TASK PROMPT: Continue the passage below about the two July 4, 2006 launches, starting right after its final sentence.

SELECTED EXTRACT:
▶

On July 4, 2006, two rockets aimed at the same sky.

One was Discovery, lifting off from Florida — the only Fourth of July launch in the shuttle program's history, a nation putting seven astronauts into orbit on its birthday. The other was a Taepodong-2, rising from a pad in North Korea and disintegrating roughly forty seconds later, trailed by six shorter-range missiles fired the same night for company.

The timing wasn't coincidence. It was choreography.

Strip the fireworks and the mechanic is plain. One country launches to demonstrate capability. The other launches to demonstrate attention. Make no mistake — Pyongyang wanted the Taepodong-2 to fly. A working ICBM demo would have bought far more leverage than a broken one, and the regime aimed for exactly that. It missed; the rocket came apart in forty seconds. But here is the part that outlasts the wreckage: even the failure, fired on the right day into the right sky, delivered the one resource the regime can always manufacture at scale — the world looking directly at it.

◀

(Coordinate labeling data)

▶

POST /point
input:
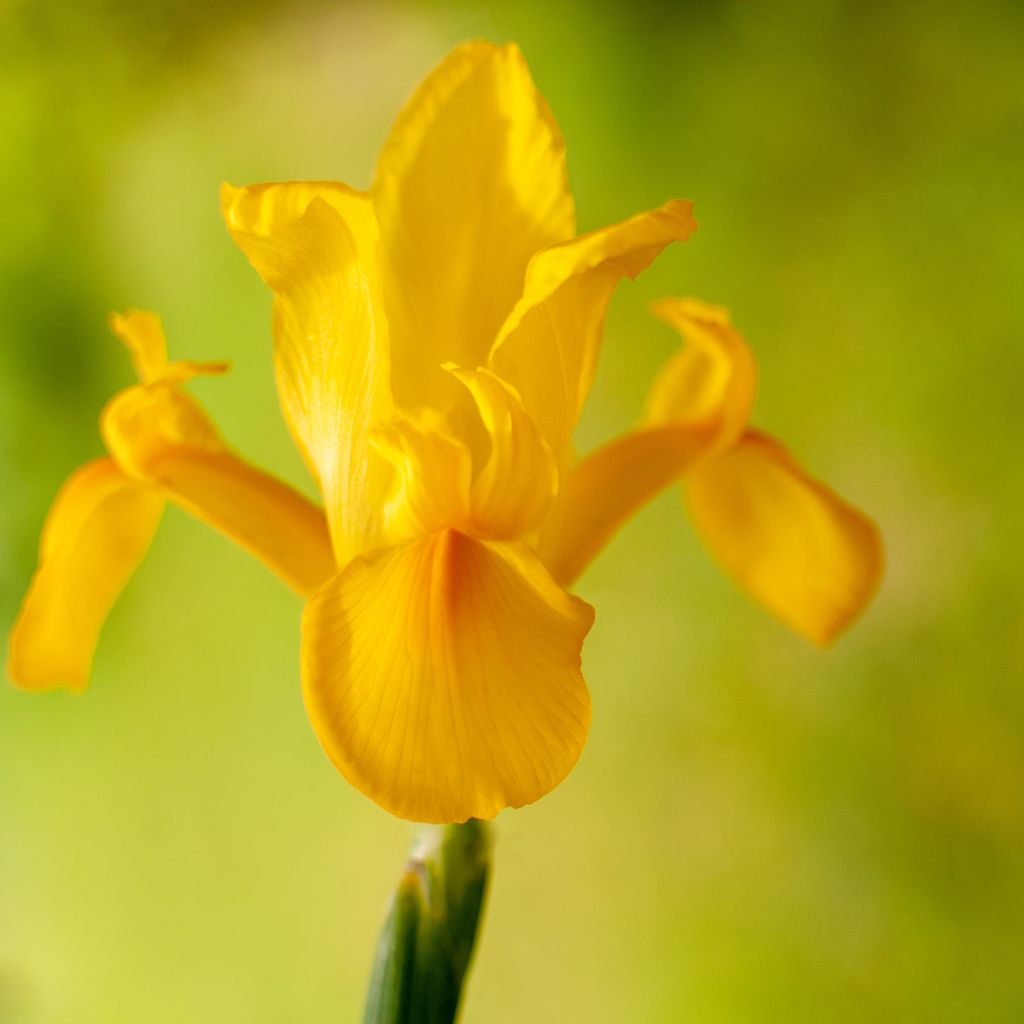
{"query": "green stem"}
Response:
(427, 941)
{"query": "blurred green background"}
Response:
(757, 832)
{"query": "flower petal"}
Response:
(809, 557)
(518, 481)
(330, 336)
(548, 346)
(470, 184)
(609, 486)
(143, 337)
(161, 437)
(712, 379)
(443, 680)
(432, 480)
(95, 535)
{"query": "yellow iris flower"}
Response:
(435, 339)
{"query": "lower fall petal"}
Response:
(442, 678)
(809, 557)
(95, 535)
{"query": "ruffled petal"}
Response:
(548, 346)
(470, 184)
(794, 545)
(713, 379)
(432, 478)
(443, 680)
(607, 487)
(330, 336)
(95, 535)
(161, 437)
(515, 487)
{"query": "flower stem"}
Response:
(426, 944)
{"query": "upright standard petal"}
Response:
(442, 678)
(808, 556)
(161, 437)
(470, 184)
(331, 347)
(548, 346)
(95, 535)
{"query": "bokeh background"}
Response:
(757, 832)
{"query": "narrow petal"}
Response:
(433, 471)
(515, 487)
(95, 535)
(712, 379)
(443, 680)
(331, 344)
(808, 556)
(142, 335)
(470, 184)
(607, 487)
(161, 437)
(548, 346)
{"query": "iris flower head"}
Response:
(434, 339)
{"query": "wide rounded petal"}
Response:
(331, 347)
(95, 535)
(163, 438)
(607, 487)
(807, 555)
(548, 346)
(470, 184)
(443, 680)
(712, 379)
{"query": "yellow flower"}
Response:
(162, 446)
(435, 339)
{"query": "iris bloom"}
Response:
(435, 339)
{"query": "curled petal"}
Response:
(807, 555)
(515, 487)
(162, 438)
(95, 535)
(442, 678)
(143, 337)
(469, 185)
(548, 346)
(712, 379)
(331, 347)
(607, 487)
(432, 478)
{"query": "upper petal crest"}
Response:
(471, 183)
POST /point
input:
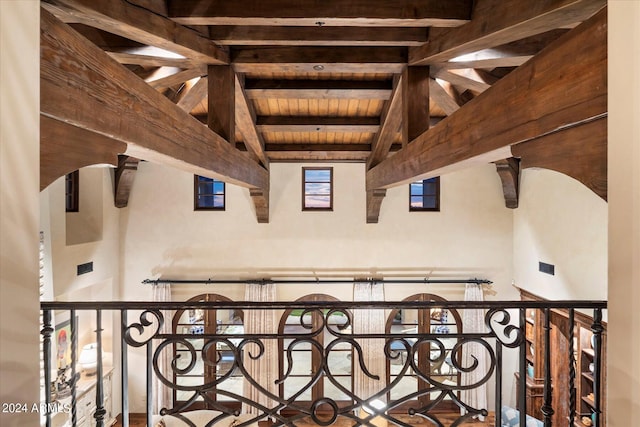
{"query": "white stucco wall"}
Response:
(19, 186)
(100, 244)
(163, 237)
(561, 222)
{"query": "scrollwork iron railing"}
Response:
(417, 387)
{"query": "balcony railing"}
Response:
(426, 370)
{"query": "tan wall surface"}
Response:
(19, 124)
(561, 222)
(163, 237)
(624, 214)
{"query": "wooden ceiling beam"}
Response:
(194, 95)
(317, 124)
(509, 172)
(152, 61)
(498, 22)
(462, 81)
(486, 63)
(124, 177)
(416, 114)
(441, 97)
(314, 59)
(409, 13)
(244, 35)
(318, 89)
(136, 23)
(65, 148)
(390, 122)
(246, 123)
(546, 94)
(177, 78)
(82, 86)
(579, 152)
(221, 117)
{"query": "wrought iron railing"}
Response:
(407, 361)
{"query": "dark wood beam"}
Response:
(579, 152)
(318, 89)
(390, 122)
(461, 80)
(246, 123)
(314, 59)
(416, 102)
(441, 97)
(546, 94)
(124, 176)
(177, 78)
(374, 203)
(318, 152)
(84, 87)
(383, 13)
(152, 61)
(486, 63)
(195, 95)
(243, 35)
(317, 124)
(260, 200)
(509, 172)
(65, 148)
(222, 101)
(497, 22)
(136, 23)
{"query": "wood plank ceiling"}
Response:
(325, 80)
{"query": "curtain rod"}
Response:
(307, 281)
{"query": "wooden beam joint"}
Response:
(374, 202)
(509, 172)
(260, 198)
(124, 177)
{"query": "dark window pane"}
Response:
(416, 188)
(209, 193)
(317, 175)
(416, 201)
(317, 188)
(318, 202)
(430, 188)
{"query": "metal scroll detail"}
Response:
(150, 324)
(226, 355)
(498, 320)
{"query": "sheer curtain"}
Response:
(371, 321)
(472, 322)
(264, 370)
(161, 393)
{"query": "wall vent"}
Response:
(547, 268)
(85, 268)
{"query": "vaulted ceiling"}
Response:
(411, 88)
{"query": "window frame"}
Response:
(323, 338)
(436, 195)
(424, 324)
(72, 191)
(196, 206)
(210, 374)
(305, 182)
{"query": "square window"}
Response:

◀

REPLY:
This is the oldest move in the weak-state playbook. When you can't win the game, you make yourself impossible to ignore. A working missile would have been the bigger prize. But even the one that fails in forty seconds still buys weeks of headlines, an emergency Security Council session, envoys scrambling, and the quiet confirmation that nothing happens in the region without your name in the sentence. The reusable asset was never the rocket. It was the attention — and attention is salvageable from wreckage in a way capability is not.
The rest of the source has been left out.